-- Opening Marker --
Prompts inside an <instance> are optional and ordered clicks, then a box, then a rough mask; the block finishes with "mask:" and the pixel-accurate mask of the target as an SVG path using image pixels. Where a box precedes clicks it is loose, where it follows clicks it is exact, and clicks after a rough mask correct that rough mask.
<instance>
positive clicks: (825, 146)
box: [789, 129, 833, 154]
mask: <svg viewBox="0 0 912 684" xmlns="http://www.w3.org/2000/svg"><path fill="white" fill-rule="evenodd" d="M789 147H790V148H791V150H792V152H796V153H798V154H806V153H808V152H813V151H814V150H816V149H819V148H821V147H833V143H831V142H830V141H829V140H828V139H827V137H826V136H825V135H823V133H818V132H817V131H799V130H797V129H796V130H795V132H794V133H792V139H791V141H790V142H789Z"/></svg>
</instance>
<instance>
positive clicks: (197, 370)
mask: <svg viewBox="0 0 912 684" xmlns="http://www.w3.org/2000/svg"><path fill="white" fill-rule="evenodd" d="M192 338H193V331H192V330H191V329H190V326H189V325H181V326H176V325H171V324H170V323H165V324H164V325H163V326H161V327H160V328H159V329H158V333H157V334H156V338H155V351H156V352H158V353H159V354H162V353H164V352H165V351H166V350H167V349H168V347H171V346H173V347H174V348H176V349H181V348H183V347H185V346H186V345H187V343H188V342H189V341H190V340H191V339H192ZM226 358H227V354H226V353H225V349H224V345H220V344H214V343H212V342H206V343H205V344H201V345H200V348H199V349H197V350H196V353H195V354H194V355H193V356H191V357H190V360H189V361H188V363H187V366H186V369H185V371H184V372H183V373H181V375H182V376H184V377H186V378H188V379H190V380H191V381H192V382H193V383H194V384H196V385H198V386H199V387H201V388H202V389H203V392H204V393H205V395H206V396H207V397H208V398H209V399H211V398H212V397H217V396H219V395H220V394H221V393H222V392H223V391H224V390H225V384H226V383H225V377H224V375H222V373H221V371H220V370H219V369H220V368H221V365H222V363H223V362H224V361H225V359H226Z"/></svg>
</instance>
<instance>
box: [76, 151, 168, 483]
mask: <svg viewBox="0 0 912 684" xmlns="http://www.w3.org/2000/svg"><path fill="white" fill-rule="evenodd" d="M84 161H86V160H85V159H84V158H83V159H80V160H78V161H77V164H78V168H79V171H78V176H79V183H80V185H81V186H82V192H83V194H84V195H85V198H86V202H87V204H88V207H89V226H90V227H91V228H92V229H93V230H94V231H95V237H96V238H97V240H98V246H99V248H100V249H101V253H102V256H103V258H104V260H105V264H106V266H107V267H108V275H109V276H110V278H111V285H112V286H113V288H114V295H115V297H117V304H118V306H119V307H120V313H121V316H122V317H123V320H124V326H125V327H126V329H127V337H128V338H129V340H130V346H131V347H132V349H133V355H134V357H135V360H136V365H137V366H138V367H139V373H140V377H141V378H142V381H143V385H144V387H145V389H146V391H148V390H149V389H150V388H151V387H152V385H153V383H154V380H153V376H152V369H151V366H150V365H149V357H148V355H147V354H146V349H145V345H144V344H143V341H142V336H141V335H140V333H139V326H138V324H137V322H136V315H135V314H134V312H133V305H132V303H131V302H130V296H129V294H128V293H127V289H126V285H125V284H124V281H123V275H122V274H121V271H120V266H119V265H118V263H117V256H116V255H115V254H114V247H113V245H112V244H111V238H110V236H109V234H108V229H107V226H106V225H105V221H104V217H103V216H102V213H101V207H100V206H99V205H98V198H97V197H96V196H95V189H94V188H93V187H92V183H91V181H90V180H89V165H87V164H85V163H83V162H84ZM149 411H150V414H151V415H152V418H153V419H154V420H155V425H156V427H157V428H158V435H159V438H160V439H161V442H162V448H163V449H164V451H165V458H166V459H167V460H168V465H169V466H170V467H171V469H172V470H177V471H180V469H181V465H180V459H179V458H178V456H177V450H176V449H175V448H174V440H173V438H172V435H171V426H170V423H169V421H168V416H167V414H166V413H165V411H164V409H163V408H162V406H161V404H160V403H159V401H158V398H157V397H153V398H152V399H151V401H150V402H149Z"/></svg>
-- Closing Marker --
■ **What the task requires**: Find every line in the items above that contains the word "positive", and copy each of those lines in full.

■ **Exercise solution**:
positive clicks: (825, 146)
positive clicks: (197, 370)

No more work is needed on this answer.